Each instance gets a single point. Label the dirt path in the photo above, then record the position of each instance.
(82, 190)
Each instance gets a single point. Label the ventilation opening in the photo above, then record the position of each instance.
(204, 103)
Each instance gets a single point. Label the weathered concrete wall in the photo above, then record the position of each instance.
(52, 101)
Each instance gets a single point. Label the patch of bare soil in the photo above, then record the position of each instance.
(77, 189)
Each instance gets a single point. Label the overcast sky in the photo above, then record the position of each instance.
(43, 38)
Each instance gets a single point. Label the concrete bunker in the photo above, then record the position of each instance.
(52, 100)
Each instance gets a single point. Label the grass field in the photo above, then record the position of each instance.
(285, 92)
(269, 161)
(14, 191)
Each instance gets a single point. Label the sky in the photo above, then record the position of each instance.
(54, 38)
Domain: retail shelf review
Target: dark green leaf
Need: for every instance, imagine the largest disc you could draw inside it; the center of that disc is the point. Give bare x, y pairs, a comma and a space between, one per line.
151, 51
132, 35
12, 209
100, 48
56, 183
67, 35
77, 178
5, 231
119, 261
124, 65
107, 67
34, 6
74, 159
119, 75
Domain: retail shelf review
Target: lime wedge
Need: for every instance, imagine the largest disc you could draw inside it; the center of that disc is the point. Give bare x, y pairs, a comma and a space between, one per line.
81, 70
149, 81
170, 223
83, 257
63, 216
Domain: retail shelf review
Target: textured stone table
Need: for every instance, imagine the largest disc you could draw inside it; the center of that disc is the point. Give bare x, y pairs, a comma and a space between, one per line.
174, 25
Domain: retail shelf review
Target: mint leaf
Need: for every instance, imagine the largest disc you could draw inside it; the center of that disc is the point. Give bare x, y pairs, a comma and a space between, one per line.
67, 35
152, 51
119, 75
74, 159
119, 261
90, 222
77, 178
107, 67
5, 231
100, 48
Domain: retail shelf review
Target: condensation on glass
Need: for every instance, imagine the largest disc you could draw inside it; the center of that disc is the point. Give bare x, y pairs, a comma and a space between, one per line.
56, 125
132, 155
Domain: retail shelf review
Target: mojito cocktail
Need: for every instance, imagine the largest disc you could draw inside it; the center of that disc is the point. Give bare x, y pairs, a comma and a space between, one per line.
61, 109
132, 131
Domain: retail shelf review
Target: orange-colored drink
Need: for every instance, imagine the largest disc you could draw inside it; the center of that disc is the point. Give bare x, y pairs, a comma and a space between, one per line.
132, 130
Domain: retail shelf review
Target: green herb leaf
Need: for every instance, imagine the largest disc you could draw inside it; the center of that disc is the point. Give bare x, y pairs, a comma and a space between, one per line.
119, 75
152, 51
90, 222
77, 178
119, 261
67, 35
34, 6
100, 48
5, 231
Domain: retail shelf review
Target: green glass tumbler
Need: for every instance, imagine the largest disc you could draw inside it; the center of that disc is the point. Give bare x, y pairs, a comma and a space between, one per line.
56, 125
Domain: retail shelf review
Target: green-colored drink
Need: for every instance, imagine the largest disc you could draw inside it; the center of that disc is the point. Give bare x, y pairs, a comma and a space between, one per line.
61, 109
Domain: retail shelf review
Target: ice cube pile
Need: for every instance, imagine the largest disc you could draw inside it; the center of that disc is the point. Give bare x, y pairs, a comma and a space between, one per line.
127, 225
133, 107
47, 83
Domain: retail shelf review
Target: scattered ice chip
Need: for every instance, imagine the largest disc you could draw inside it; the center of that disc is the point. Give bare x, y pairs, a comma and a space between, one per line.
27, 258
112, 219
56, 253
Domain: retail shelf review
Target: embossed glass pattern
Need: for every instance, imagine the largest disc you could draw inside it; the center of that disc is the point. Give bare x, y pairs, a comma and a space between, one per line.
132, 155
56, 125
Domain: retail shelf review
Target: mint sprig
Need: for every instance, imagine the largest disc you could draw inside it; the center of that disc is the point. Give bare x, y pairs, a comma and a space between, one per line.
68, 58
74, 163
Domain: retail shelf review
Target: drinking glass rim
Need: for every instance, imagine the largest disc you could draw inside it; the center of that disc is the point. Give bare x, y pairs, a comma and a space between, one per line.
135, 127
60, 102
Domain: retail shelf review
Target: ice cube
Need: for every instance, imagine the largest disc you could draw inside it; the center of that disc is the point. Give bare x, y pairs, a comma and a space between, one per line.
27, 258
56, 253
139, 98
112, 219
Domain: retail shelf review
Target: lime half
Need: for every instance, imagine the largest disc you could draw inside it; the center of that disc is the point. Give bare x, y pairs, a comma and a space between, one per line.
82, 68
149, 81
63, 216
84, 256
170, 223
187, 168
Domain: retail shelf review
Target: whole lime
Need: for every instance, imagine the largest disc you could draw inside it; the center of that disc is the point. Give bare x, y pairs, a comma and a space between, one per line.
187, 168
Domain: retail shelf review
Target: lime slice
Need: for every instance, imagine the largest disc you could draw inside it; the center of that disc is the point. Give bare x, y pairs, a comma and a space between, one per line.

*-*-*

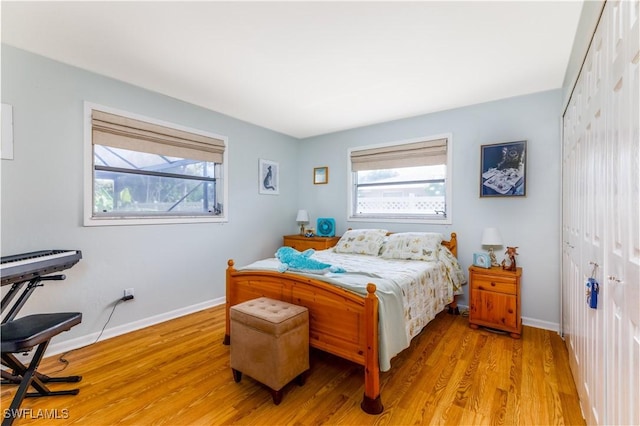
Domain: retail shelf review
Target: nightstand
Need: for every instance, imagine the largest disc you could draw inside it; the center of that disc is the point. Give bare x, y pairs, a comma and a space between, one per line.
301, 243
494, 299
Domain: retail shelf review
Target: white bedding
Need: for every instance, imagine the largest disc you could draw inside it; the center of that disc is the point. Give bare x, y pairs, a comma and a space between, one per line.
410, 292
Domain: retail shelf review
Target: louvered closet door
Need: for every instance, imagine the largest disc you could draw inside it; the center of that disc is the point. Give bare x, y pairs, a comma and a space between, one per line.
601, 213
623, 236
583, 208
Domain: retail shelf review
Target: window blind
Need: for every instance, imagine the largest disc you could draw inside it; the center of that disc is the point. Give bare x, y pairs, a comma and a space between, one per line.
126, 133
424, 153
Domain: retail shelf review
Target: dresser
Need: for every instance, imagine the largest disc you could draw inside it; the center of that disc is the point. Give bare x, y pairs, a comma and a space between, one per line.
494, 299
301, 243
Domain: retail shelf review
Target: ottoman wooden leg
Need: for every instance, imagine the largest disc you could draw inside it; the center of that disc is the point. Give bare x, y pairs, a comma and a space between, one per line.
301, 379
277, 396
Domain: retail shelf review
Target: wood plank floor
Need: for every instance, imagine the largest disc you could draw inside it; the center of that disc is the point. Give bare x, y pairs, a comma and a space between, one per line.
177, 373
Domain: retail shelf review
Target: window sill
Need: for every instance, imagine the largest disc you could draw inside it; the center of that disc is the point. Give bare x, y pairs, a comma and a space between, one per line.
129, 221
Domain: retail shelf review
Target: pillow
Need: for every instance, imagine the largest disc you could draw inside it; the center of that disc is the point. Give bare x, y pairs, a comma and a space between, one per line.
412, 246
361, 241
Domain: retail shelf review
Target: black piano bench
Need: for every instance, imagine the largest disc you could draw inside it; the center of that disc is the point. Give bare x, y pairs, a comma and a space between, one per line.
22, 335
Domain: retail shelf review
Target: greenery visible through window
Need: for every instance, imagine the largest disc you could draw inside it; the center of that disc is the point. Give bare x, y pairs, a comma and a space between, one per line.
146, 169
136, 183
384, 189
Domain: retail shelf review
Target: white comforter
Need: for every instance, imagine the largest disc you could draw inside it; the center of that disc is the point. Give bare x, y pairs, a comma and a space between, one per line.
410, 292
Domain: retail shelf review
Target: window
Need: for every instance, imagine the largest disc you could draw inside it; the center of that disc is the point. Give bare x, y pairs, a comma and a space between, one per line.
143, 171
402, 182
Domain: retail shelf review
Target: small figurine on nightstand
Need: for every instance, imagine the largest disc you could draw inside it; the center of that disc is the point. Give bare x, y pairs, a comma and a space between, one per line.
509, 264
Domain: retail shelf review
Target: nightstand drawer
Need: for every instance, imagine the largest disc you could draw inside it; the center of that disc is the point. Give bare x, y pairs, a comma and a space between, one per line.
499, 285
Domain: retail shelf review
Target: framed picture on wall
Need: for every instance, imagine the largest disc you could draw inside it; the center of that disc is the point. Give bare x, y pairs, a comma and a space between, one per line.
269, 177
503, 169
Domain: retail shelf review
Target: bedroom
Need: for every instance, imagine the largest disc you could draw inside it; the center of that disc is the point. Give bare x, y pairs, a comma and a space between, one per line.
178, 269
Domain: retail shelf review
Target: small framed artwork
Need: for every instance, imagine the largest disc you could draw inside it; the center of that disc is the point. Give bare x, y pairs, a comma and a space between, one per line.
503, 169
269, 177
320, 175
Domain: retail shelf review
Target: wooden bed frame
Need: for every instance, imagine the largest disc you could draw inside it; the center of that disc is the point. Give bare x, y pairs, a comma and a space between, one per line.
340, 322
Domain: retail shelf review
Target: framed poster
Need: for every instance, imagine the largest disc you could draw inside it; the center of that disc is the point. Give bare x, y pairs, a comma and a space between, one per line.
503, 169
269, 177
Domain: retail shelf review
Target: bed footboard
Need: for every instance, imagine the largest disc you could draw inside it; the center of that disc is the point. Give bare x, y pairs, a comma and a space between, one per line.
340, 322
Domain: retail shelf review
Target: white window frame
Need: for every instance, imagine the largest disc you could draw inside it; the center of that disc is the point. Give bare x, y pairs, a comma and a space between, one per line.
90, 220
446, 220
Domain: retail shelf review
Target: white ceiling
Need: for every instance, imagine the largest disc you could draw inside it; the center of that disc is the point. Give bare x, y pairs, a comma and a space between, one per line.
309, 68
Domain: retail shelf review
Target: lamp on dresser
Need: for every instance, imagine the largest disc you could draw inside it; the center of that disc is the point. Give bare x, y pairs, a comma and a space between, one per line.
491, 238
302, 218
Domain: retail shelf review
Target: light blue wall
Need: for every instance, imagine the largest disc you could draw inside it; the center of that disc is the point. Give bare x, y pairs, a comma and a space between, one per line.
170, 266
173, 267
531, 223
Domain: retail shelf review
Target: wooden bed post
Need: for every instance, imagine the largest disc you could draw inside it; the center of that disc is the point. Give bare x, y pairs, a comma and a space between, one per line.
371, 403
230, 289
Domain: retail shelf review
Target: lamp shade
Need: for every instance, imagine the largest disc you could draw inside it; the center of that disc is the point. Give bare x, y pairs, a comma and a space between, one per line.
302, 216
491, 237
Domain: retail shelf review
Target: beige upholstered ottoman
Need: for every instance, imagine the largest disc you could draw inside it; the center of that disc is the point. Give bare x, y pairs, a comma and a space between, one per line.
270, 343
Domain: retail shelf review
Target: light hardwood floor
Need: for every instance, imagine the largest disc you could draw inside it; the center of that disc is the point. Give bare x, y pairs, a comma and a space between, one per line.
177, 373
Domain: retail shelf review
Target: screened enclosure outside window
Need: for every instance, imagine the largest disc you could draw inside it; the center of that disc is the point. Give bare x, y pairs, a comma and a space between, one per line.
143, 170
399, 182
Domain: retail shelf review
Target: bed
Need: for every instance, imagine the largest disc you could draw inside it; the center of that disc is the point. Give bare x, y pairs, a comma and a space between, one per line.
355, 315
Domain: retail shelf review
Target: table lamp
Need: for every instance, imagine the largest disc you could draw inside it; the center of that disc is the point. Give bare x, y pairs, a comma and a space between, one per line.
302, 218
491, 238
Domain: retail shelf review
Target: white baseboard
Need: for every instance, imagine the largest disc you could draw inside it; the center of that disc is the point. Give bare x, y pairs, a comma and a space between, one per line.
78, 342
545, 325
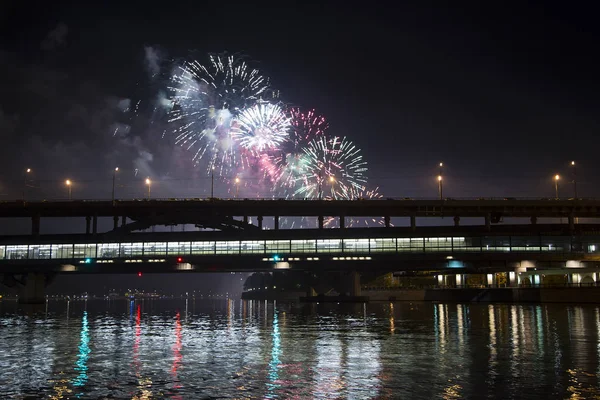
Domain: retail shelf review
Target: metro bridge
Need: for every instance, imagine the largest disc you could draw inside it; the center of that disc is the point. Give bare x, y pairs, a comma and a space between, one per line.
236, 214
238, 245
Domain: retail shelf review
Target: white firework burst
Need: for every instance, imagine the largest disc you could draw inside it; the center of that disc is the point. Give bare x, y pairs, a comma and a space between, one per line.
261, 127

*-*-*

ABOUT THIS TASK:
Collect from the data above every line that includes "ottoman".

WRITTEN REPLY:
Target: ottoman wooden leg
Target: beige upholstered ottoman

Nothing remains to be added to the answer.